Texto proporcionado:
Hoy se habla con naturalidad de metodologías activas, de aprendizaje cooperativo, de aulas centradas en el alumno y de docentes que acompañan más que dictan. Suena contemporáneo, casi inevitable. Pero hace medio siglo, en las escuelas rurales más aisladas de Colombia, todo eso era una rareza. Allí, en aulas multigrado con un solo maestro y niños de distintas edades compartiendo pupitre, nació Escuela Nueva, un modelo pedagógico que no pretendía reinventar la educación, sino hacerla posible. Universalizar la primaria, reducir el abandono escolar y demostrar que una escuela pública de calidad podía florecer incluso en contextos de pobreza y violencia fueron el punto de partida de una revolución silenciosa que empezó lejos de los centros de poder educativo.

Al frente de esa transformación estuvo Vicky Colbert, socióloga y educadora colombiana que entendió pronto que innovar en educación no consiste en importar teorías, sino en traducirlas a la realidad. Inspirada por Dewey, Montessori o Piaget —cuyas ideas ya circulaban en colegios de élite—, Colbert se propuso algo mucho más incómodo: llevar una pedagogía activa, personalizada y cooperativa a las escuelas más vulnerables del país, hacerlo viable para los docentes y sostenerlo como política pública. Cincuenta años después, cuando muchas de esas ideas vuelven a ocupar titulares, su trayectoria invita a una pregunta incómoda y pertinente: ¿por qué seguimos llamando “educación del futuro” a lo que ya funcionaba en el pasado?

Con ella hablamos durante el transcurso de WISE 12, la conferencia de innovación educativa celebrada en Doha (Catar) a finales del mes pasado.

Problema a resolver:
Reproduce palabra por palabra el fragmento del texto sobre Escuela Nueva que empieza con las palabras "Al frente de" y termina con "en el pasado?".

Filas:
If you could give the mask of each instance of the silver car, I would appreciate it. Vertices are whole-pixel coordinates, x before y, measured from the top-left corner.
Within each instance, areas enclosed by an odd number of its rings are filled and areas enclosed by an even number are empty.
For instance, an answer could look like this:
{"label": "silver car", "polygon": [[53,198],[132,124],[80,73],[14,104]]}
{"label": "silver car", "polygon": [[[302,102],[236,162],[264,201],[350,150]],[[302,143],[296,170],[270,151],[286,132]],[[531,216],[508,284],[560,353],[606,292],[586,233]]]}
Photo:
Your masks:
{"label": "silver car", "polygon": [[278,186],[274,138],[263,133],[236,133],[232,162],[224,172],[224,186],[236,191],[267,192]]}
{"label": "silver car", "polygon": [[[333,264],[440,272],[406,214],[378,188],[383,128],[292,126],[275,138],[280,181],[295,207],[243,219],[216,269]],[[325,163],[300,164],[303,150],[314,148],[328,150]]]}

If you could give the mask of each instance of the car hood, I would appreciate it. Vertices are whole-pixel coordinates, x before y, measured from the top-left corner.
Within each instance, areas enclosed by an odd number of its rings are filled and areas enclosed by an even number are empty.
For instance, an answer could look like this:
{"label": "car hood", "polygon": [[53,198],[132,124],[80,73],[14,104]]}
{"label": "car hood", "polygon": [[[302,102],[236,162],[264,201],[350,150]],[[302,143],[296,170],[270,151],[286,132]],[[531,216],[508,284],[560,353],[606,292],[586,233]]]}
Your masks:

Solución del problema:
Al frente de esa transformación estuvo Vicky Colbert, socióloga y educadora colombiana que entendió pronto que innovar en educación no consiste en importar teorías, sino en traducirlas a la realidad. Inspirada por Dewey, Montessori o Piaget —cuyas ideas ya circulaban en colegios de élite—, Colbert se propuso algo mucho más incómodo: llevar una pedagogía activa, personalizada y cooperativa a las escuelas más vulnerables del país, hacerlo viable para los docentes y sostenerlo como política pública. Cincuenta años después, cuando muchas de esas ideas vuelven a ocupar titulares, su trayectoria invita a una pregunta incómoda y pertinente: ¿por qué seguimos llamando “educación del futuro” a lo que ya funcionaba en el pasado?